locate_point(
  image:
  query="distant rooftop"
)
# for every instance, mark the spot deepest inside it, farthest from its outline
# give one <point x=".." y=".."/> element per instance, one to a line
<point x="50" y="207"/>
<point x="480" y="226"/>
--------------------------------------------------
* ASSIGNMENT *
Each record must be transcribed word for word.

* REPLY TO THE EXERCISE *
locate_point(
  image:
  query="distant rooftop"
)
# for every instance, mark the spot deepest inside it, farthest from its outline
# give one <point x=".." y=".."/> element per instance, one to a line
<point x="50" y="207"/>
<point x="480" y="226"/>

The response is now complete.